* [SUPPLIED PASSAGE]

==================================================

Ky.’s successful rollout of health-insurance exchange prompts New York Times to profile Beshear as ‘a man on a mission’
Kentucky is the only Southern state to operate its own insurance exchange as well as to expand Medicaid coverage. “It is an anomaly on the polarized political map, and a test — in a red state that has elected to the Senate Mitch McConnell, the Republican leader, and Rand Paul, a tea-party favorite — of whether bitterness over the law will dissolve if people decide it effectively provides affordable health care,” Gabriel writes.
Gov. Steven L. Beshear, right, with employees at Kynect headquarters. He has said Kentuckians do not have to like President Obama or him to like the new health care law. |
President Obama said last week that Kentucky may have had the most successful exchange launch. As of last week, some 34,000 Kentuckians had begun applications on Kynect, and more than 11,000 had signed up for plans.
At the federal level, exchanges have been plagued by technical “glitches” and to date, the Obama administration has failed to release official enrollment numbers. The Republican National Committee said Monday it was sending a Freedom of Information Act request to the Centers for Medicare and Medicaid Services, seeking Obamacare enrollment numbers, reports Caroline May of The Daily Caller.

==================================================

Decide whether each statement below agrees with the Kentucky health-exchange article, answering yes or no and quoting the words from the article that settle it.
(a) Kentucky is the only Southern state that both runs its own insurance exchange and expands Medicaid coverage.
(b) As of last week, more than 34,000 Kentuckians had signed up for plans.
(c) The Obama administration has released official enrollment numbers for the federal exchanges.

* [DATASET CONTENT]
==================================================

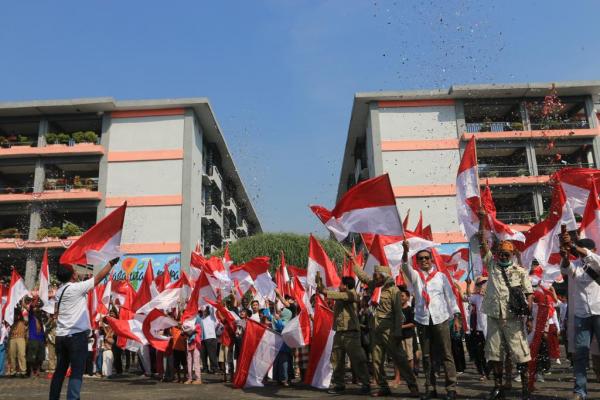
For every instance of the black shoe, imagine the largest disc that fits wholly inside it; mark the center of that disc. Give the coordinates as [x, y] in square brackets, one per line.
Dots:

==================================================

* [ANSWER TO THIS PROBLEM]
(a) Yes: "Kentucky is the only Southern state to operate its own insurance exchange as well as to expand Medicaid coverage."
(b) No: "some 34,000 Kentuckians had begun applications on Kynect, and more than 11,000 had signed up for plans."
(c) No: "to date, the Obama administration has failed to release official enrollment numbers."